TAREAS:
**1.** Cite del fragmento sobre la iluminación el pasaje que empieza con las palabras que contienen "7 de octubre" y concluye con "seguir su rastro.".
**2.** Determine si cada enunciado concuerda con el fragmento sobre la iluminación. Responda sí o no y cite literalmente las palabras decisivas del fragmento: (a) El fragmento lleva la fecha del 7 de octubre de 2024. (b) Quienes despiertan espiritualmente se convierten en focos radiantes cuyo brillo ilumina al mundo. (c) Quienes ya han hecho esa travesía la guardan para sí y no la comparten.

───── FRAGMENTO SELECCIONADO

UNA EXPERIENCIA DE ILUMINACIÓN

7 de octubre de 2024

 



Reflexionaba estos días sobre las excepcionales vivencias de las personas que despiertan espiritualmente. Meditaba en cómo lo consiguen. Por qué medios se liberan de las ataduras del mundo, de la dependencia del cuerpo, del sufrimiento.

Claramente, conectan con luminosos estados de Gracia, y se convierten en focos radiantes cuyo brillo ilumina al mundo.

Los que ya han hecho esa travesía nos envían señales; la comparten con nosotros, como un dedo que señala el camino. Podemos escucharlos y seguir su rastro.

──────────
───── INFORMACIÓN PROPORCIONADA

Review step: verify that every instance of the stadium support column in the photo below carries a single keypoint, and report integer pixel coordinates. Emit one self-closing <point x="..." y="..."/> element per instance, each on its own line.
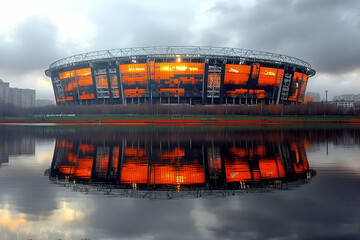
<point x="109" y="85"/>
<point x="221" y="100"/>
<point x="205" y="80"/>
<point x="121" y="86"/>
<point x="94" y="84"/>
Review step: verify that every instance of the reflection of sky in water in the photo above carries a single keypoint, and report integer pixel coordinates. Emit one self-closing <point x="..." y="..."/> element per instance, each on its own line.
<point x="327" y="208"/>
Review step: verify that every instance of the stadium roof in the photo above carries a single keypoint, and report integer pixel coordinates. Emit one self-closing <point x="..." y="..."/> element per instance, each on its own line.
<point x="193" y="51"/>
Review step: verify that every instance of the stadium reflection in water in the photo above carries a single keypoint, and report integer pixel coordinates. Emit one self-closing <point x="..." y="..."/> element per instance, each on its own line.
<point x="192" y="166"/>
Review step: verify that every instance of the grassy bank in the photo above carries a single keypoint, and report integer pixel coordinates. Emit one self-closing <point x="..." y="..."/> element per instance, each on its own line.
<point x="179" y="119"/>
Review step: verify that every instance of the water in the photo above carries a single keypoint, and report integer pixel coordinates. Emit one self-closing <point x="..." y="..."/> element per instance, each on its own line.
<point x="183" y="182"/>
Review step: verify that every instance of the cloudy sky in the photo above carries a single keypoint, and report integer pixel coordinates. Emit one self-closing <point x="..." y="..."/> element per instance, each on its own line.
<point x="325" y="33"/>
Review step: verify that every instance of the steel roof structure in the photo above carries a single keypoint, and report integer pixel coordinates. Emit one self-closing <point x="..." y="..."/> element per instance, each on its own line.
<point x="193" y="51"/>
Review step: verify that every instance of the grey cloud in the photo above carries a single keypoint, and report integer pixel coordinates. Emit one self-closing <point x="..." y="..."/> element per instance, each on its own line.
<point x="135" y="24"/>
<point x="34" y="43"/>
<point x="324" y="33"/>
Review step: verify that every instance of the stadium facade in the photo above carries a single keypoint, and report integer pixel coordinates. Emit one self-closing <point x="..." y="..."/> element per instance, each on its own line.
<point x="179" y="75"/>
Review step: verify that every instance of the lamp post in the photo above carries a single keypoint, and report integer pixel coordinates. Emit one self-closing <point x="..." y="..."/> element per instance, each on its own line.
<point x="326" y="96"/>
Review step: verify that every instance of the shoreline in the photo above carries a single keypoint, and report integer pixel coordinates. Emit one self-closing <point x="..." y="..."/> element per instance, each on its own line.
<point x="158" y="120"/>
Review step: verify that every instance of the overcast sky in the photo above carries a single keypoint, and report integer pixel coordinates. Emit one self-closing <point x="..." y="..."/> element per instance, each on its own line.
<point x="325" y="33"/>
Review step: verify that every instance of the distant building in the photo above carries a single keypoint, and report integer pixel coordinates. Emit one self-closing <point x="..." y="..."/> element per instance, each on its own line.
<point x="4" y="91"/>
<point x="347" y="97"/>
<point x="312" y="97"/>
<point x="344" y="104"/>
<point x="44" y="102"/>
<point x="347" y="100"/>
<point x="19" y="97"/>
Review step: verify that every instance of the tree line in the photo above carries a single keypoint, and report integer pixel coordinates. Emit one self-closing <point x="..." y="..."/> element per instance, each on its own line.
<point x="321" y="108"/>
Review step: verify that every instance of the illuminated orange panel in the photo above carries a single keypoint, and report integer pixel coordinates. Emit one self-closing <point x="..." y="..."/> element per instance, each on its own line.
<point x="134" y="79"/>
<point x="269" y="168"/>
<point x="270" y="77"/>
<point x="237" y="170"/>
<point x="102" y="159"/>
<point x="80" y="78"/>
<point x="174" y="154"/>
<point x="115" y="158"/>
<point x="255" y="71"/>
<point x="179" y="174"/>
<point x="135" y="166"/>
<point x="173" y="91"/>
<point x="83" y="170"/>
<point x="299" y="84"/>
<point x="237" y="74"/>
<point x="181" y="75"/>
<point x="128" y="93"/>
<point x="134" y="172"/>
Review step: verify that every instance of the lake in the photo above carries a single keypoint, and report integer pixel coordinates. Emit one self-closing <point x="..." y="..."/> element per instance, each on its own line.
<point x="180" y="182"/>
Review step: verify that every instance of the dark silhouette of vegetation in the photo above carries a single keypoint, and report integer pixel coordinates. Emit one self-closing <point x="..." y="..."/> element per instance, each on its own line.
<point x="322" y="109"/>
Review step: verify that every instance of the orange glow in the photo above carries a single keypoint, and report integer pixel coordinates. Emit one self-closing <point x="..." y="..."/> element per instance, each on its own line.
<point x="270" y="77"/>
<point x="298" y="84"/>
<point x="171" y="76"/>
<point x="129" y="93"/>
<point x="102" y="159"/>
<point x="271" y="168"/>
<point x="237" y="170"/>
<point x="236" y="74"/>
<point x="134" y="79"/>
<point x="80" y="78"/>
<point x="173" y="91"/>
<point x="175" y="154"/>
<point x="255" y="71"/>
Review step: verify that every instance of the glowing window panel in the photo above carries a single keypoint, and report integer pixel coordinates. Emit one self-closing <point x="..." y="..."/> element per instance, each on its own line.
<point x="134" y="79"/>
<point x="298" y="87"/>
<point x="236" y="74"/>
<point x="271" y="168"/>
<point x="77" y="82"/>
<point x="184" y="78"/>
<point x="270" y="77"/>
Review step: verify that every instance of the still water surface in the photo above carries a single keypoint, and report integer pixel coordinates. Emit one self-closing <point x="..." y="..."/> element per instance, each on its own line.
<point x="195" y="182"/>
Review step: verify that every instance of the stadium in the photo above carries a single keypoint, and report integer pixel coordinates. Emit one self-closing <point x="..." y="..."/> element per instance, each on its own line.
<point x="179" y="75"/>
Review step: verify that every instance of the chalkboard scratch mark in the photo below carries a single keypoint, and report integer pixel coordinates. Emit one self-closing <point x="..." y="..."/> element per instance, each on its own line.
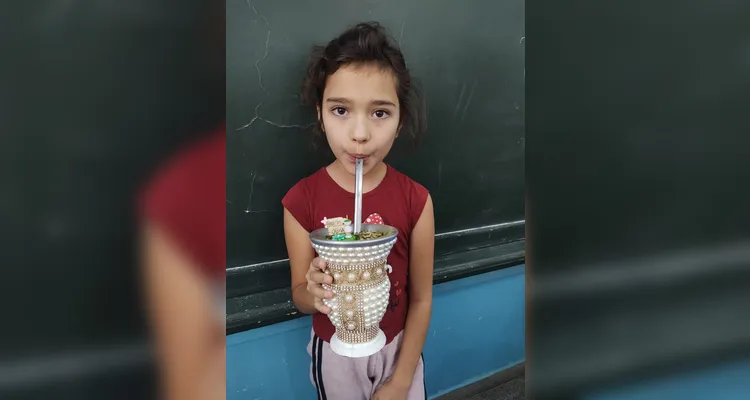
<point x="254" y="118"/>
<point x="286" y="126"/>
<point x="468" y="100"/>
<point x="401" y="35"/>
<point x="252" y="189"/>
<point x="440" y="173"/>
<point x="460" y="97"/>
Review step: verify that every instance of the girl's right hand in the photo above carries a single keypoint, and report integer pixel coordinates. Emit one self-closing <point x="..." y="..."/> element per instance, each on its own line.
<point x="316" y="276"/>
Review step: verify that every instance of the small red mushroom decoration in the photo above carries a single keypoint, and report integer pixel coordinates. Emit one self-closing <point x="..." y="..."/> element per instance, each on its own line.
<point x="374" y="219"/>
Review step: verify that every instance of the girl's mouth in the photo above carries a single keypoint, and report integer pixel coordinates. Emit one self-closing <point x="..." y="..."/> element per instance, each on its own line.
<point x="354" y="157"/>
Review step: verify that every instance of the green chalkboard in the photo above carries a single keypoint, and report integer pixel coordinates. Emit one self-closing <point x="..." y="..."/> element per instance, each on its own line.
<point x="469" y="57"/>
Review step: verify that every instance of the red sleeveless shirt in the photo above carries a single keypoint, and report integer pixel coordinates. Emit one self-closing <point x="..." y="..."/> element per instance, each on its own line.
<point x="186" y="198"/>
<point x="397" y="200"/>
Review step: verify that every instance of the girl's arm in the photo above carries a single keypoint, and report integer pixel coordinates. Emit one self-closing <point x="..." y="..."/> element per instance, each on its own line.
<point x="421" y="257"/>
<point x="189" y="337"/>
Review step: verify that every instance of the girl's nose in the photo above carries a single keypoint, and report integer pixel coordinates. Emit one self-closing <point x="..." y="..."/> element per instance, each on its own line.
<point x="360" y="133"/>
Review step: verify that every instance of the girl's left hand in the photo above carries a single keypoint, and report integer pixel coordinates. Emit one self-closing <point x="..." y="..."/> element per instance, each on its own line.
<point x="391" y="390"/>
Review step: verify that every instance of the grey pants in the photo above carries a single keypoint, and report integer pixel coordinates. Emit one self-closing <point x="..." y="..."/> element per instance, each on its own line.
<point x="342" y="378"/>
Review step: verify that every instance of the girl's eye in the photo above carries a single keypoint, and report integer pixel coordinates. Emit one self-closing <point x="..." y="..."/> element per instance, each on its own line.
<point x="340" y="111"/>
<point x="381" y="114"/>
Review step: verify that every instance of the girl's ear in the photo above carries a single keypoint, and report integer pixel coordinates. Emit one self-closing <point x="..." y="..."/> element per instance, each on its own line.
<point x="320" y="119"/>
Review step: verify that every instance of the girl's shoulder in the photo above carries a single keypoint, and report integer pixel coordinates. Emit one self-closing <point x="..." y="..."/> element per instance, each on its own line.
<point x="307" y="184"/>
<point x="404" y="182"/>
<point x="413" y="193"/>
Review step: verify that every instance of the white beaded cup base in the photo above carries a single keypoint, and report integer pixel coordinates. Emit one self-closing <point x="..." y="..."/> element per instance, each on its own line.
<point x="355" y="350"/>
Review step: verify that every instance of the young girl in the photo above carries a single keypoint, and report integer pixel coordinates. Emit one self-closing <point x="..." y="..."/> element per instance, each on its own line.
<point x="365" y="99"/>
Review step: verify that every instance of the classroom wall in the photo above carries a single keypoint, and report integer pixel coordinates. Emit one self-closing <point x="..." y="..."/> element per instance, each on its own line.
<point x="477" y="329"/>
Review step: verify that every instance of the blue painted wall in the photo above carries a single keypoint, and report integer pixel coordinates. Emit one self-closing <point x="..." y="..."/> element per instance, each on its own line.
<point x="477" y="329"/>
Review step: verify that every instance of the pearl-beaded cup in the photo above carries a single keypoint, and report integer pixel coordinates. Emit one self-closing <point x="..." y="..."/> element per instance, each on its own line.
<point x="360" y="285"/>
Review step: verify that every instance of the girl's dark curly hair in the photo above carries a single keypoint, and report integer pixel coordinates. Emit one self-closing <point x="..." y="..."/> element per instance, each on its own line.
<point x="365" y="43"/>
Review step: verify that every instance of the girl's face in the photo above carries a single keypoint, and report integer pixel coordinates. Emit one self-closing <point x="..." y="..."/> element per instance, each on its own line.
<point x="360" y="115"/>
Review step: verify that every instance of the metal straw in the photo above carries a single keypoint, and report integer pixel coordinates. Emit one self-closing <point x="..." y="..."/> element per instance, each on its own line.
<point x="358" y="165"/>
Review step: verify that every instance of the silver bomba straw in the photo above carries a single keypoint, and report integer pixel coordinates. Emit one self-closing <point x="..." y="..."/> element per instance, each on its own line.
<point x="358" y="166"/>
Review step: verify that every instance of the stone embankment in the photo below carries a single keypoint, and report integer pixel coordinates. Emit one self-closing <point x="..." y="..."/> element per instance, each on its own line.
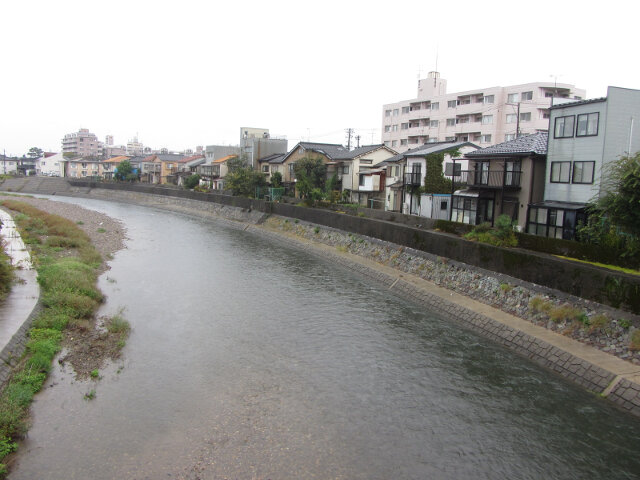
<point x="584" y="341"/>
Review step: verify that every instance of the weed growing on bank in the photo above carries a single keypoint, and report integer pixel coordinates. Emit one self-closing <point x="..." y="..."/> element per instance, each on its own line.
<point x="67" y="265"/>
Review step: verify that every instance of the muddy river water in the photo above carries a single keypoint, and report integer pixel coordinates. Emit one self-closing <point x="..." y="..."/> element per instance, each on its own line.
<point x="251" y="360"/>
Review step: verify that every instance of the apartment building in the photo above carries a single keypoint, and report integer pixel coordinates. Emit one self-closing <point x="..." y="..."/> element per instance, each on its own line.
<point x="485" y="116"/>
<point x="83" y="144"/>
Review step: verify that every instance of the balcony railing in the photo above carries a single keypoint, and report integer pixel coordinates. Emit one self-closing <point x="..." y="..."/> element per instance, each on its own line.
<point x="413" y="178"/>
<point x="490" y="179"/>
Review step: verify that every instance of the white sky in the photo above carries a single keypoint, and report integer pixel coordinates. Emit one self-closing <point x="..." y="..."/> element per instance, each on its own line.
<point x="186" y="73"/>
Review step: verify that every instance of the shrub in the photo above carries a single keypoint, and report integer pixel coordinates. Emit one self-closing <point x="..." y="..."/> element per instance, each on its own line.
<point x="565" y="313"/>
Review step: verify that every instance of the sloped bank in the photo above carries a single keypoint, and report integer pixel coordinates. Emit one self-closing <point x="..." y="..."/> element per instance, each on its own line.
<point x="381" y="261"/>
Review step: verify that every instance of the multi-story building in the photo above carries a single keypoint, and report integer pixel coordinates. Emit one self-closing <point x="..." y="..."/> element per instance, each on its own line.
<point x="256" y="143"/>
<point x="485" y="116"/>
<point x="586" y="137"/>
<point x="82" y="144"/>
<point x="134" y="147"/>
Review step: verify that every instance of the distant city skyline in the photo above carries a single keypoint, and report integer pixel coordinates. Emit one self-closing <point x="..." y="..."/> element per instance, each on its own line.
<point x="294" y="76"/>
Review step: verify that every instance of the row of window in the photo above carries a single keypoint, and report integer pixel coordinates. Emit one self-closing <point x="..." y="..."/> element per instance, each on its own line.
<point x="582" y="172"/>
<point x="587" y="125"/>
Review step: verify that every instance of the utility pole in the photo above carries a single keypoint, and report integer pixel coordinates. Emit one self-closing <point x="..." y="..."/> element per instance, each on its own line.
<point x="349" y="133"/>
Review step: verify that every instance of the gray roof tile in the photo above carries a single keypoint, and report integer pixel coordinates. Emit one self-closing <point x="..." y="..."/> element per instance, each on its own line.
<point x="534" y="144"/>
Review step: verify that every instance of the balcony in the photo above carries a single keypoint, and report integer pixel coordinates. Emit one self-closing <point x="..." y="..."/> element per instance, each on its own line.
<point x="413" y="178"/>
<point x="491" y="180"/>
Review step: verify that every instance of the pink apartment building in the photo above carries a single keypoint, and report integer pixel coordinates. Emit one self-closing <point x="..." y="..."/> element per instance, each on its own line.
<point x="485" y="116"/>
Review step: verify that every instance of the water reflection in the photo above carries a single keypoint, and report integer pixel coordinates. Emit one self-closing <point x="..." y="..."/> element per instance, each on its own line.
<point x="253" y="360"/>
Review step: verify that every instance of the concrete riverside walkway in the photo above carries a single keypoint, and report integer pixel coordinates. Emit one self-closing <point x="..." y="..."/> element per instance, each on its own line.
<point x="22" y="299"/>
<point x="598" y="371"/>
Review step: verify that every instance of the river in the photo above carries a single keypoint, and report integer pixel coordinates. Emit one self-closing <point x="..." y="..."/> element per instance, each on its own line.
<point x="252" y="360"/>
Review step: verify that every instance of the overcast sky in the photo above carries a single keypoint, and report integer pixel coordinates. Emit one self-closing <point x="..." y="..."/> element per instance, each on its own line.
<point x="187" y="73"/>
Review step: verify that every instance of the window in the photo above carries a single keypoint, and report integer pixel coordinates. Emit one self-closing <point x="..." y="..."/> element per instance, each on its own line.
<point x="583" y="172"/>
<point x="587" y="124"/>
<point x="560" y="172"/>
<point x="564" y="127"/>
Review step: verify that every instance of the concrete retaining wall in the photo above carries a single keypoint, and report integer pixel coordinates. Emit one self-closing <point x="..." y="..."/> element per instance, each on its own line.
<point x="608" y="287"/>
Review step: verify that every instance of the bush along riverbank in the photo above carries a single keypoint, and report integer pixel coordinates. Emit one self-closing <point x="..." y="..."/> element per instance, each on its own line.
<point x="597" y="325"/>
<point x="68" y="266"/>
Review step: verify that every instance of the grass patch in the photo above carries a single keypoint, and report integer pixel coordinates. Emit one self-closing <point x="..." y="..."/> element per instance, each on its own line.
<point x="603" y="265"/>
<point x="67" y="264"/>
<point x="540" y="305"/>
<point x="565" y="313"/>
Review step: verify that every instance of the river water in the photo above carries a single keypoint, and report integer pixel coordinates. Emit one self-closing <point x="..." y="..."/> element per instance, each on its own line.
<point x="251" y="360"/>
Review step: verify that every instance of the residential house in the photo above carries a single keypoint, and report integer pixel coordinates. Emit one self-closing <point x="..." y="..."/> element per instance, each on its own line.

──────────

LISTA DE RESPUESTAS:
**1.**
7 de octubre de 2024

 



Reflexionaba estos días sobre las excepcionales vivencias de las personas que despiertan espiritualmente. Meditaba en cómo lo consiguen. Por qué medios se liberan de las ataduras del mundo, de la dependencia del cuerpo, del sufrimiento.

Claramente, conectan con luminosos estados de Gracia, y se convierten en focos radiantes cuyo brillo ilumina al mundo.

Los que ya han hecho esa travesía nos envían señales; la comparten con nosotros, como un dedo que señala el camino. Podemos escucharlos y seguir su rastro.

**2.**
(a) Sí: "7 de octubre de 2024".
(b) Sí: "se convierten en focos radiantes cuyo brillo ilumina al mundo".
(c) No: "nos envían señales; la comparten con nosotros".